> **Instructions to follow**: Swap "report coordinates" for "provide coordinates" everywhere in the rows below and keep everything else unchanged. Leave the pictures out of your copy.

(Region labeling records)
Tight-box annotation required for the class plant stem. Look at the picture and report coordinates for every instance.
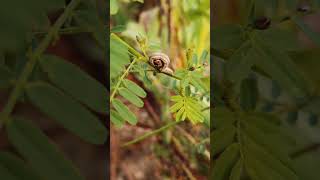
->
[33,25,108,36]
[122,108,210,147]
[110,58,137,103]
[0,0,80,123]
[111,33,144,59]
[122,121,182,147]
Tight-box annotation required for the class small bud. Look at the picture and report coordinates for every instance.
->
[254,17,271,30]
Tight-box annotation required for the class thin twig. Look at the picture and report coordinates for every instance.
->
[122,121,182,147]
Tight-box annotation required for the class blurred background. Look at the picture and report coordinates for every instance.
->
[211,0,320,180]
[110,0,210,180]
[0,0,109,180]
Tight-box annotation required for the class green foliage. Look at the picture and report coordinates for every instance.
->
[210,0,319,180]
[0,151,41,180]
[26,83,107,144]
[0,0,108,180]
[7,118,84,180]
[40,55,108,113]
[0,0,65,53]
[170,96,204,124]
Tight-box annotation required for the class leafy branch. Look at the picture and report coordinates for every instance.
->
[0,0,81,125]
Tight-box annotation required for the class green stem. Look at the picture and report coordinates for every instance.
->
[110,58,137,103]
[122,121,182,147]
[0,0,80,123]
[111,33,145,59]
[122,105,207,147]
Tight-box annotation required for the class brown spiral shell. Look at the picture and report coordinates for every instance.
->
[149,52,173,74]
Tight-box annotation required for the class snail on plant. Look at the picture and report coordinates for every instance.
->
[149,52,173,74]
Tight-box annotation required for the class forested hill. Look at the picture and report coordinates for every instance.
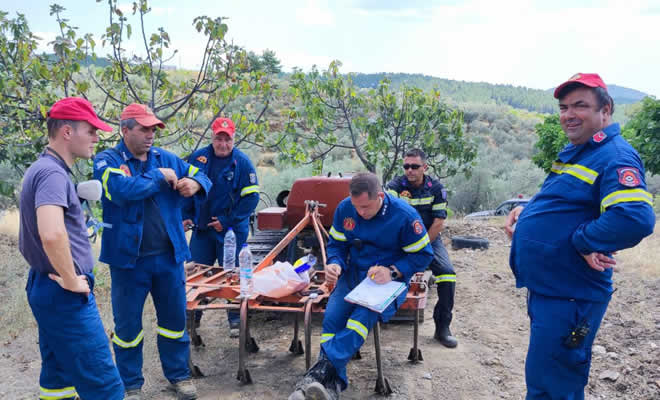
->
[353,73,646,113]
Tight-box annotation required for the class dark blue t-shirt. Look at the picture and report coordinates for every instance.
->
[199,154,233,230]
[138,162,174,257]
[18,154,94,274]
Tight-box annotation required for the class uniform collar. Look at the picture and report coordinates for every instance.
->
[117,139,160,162]
[558,122,621,163]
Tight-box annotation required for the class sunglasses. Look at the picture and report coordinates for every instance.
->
[403,164,421,169]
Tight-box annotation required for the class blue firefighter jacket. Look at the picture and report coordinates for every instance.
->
[94,140,211,268]
[183,145,259,238]
[327,194,433,288]
[509,124,655,302]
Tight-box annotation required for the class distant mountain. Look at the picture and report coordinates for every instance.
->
[352,73,647,114]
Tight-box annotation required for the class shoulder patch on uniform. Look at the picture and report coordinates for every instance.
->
[616,167,642,187]
[119,164,131,176]
[342,217,355,231]
[413,219,424,235]
[593,131,607,143]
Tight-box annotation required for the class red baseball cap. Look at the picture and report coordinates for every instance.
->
[48,97,112,132]
[555,73,607,99]
[119,103,165,129]
[211,117,236,138]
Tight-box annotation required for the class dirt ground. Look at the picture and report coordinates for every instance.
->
[0,214,660,400]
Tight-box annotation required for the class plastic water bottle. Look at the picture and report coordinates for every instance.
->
[238,243,253,298]
[222,228,236,271]
[294,254,316,280]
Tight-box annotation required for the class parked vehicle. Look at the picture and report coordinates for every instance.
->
[464,198,530,219]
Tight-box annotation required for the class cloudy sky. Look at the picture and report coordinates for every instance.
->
[5,0,660,97]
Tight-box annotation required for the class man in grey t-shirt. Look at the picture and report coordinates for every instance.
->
[19,97,124,400]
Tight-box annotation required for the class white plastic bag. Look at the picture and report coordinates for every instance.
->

> **Solved exercise**:
Tight-box annotation required for the class plant stem. Look at the picture and provide coordinates for every instance.
->
[33,25,108,36]
[122,108,210,147]
[110,58,137,103]
[0,0,80,123]
[111,33,144,59]
[122,121,182,147]
Tight-box annotation required for the class small bud. Look at the picture and provide coordinates for every instance.
->
[254,17,271,30]
Tight-box annotation required for the class thin twig. Look at the picture and provide coordinates for every instance.
->
[122,121,182,147]
Tight-box annotation required for the class blurred background. Look at the picture and provide coordinates for every instance.
->
[211,0,320,180]
[110,0,210,180]
[0,0,109,180]
Tight-box annotation required for the class green foliage. Look at the picture and provide coordinates for every instance.
->
[210,0,319,180]
[0,151,41,180]
[26,83,107,144]
[0,0,108,180]
[7,118,84,180]
[40,55,108,113]
[0,0,65,53]
[170,96,204,124]
Tight-box annotation required for the class leafy branch. Look at the picture and provide coordinates for every instance.
->
[0,0,81,125]
Tight-box annotation required for the class green stem. Look at the picture and provide coordinates for every instance.
->
[110,58,137,103]
[122,121,182,147]
[0,0,80,123]
[111,33,145,59]
[122,105,207,147]
Tight-box annotation required for the class brown spiral shell. Look at the picture and provide coordinates for every instance.
->
[149,52,173,74]
Tight-box annotation required for the class snail on plant. Look at the picture and provide coordinates for every instance.
->
[149,52,173,74]
Tight-box annotation required for the class forested hill. Look at the picture and provide coordinates for every instance.
->
[353,73,646,113]
Tight-box annotation required for the class dark blue t-shirt. Look at the picture and provide coordinates for every instance.
->
[199,154,233,230]
[138,162,174,257]
[18,154,94,274]
Tight-box annotation required for the class uniform collar. Look at the picture and provide coordinates for every instance.
->
[117,139,160,162]
[558,122,621,163]
Tight-box annotation required for the class sunglasses. Look at the picture and provide coordinates for every instance.
->
[403,164,421,169]
Tight-box annotation required for the class blue firefighter jacket. Look at the picture and provide coordinates for every instance.
->
[94,140,211,268]
[183,145,259,238]
[327,194,433,288]
[509,124,655,302]
Tight-box annotation required for the class distant mountain. Look at the picture and provide coordinates for every instance.
->
[352,73,647,114]
Tight-box annotation required for the class shoulder patch on uniform. Look at the picture and provide coordinates for every instance.
->
[616,167,642,187]
[119,164,131,176]
[342,217,355,231]
[413,219,424,235]
[593,131,607,143]
Tight-box annotation required for the class red baseball cap. Look at the picture and provide coordinates for every instance.
->
[48,97,112,132]
[555,73,607,99]
[119,103,165,129]
[211,117,236,138]
Tight-box annotation required for the class dirt ground. Look at the picture and provide coordinates for every instance.
->
[0,214,660,400]
Tight-box annotation required for the class plastic water bottle. Look at the picture and provide coordinates for every instance.
->
[238,243,253,298]
[222,228,236,271]
[294,254,316,280]
Tight-box annotation required for the class parked vehicle. Look at the picture and provide coordinates for every instance.
->
[464,198,530,219]
Tight-box annotation required for the class cloudy sky. Look at the picture and provide coordinates for every instance.
->
[5,0,660,97]
Tight-box annotation required for the class man in grey t-shirt. Look at the picture and provide coordinates for every instance.
->
[19,97,124,400]
Tight-box annotation required for the class white plastic bag. Look at the picture and provide coordinates for every instance.
->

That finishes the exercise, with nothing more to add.